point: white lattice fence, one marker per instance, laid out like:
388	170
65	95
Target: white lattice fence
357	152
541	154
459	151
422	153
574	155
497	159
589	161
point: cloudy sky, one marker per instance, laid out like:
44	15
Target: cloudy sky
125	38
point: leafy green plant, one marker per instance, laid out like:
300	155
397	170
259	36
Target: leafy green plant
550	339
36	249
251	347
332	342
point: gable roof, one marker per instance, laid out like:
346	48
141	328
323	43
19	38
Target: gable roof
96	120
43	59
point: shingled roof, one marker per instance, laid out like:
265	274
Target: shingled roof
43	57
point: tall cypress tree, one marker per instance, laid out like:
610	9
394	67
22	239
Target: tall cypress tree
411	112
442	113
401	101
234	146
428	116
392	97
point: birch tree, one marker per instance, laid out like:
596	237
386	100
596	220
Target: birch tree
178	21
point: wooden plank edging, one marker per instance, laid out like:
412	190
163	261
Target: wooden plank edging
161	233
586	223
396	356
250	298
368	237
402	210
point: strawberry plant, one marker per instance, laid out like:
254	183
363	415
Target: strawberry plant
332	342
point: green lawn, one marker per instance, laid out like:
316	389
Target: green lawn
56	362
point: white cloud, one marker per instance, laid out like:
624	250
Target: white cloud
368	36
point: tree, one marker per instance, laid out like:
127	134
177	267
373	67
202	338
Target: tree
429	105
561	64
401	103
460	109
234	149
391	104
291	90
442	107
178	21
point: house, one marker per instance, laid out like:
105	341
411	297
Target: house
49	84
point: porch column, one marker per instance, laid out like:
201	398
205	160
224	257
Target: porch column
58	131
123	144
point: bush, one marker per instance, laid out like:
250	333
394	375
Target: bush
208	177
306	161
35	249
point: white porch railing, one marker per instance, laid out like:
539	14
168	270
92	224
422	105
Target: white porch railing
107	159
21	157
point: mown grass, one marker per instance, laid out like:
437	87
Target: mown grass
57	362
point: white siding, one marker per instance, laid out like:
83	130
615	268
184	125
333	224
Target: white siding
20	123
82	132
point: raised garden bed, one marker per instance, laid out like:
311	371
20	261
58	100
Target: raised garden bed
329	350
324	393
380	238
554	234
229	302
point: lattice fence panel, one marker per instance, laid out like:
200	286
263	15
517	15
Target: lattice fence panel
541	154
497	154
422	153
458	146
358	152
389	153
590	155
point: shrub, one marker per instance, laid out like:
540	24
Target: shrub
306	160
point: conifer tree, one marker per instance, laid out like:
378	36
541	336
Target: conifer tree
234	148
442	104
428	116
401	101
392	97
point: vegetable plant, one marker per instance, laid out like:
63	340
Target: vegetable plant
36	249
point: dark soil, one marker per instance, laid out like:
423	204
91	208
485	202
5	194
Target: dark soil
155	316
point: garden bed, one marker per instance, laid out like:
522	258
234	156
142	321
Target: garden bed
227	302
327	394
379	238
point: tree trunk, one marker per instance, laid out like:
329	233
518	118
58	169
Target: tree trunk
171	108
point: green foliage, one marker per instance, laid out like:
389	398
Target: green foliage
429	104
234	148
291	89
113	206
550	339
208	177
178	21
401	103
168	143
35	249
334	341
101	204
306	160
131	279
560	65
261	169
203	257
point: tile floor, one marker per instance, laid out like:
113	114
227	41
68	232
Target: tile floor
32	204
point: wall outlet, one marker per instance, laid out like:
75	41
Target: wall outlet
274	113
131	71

Your instructions – Give all of the lines above again, exactly as they are.

Written response –
point: white lattice fence, one marker per instance, laid out like:
388	170
65	95
Target: white lattice fence
357	152
541	154
459	151
422	153
574	155
497	159
589	161
point: cloudy sky, one marker per instance, laid out like:
44	15
Target: cloudy sky
125	38
point: leafy green plant, one marker per instance, laid out like:
300	155
397	170
259	36
Target: leafy green plant
550	339
36	249
251	347
332	342
point: gable roof, one marker per instance, laid out like:
346	48
141	328
323	43
19	38
Target: gable roof
96	120
43	59
point: shingled roof, one marker per instance, laid out like:
265	274
Target: shingled roof
43	57
point: tall cypress tree, one marker per instance, laid out like:
610	9
394	67
22	239
Target: tall cypress tree
411	112
442	113
401	101
234	146
428	116
392	97
point: birch tree, one marker per instance, laid out like:
596	237
386	100
596	220
Target: birch tree
178	21
point: wooden plank edging, one marker per instance, laid out like:
412	190
163	261
Target: wooden plank edging
161	233
586	223
396	356
250	298
368	237
402	210
point: strawberry plant, one marker per instance, laid out like:
254	183
363	415
Target: strawberry plant
332	342
point: green lawn, one marker per instance, laid out like:
316	389
Target: green lawn
56	362
point: white cloud, one marker per instance, laid out like:
624	250
Target: white cloud
368	36
point: tree, one marker per instance, laid out like:
127	134
177	267
373	67
202	338
Target: tree
429	105
561	64
401	103
460	109
234	149
391	104
291	90
442	107
178	21
point: house, one marker per instance, laid out like:
105	341
411	297
Target: house
49	84
point: porch column, one marker per instance, laid out like:
201	398
205	160
224	257
Target: porch column
58	131
123	144
point: bush, one marker per instance, laid out like:
250	333
394	375
Target: bush
208	177
306	161
35	249
point: white porch railing, one marker per instance, laid out like:
539	14
168	270
92	224
422	105
Target: white porch railing
107	159
21	157
point: mown grass, one marker per instance, laid out like:
437	87
Target: mown grass
57	362
point: white siding, one marker per instance, laid out like:
83	130
615	268
184	125
333	224
Target: white siding
20	123
82	132
point: raised garden bed, one marker per instance, laid out like:
311	371
20	261
58	100
Target: raised garden bed
329	350
324	393
380	238
554	234
229	302
point: lattice fence panel, one marker per instance, laid out like:
200	286
263	15
517	15
Target: lattice fence panel
541	154
497	154
422	153
458	146
358	152
389	153
590	155
point: shrub, one marker per instance, laid out like:
540	24
Target: shrub
306	160
point: conifer tree, one marker per instance, laid out like:
378	36
541	336
Target: conifer tree
234	148
442	104
428	116
401	101
392	97
point: vegetable plant, one marker per instance, laid out like:
63	340
Target: vegetable plant
36	249
point: dark soil, one marker per instance, laid out like:
423	204
91	208
485	202
5	194
Target: dark soil
155	316
point: garden bed, one marker per instance, laid out like:
522	258
234	156
142	321
Target: garden bed
227	302
327	394
379	238
point: tree trunk, one marker per instance, laid out like:
329	233
518	118
58	169
Target: tree trunk
171	108
point: green foliage, one marker per instance, laid out like:
389	398
Target: green foliage
429	104
234	148
291	89
113	206
550	339
208	177
178	21
401	103
168	143
35	249
334	341
101	204
306	160
131	279
560	65
261	169
203	257
point: tile floor, one marker per instance, laid out like:
113	114
227	41
68	232
Target: tile floor
32	204
point: wall outlet, one marker per instance, laid out like:
75	41
Target: wall outlet
274	113
131	71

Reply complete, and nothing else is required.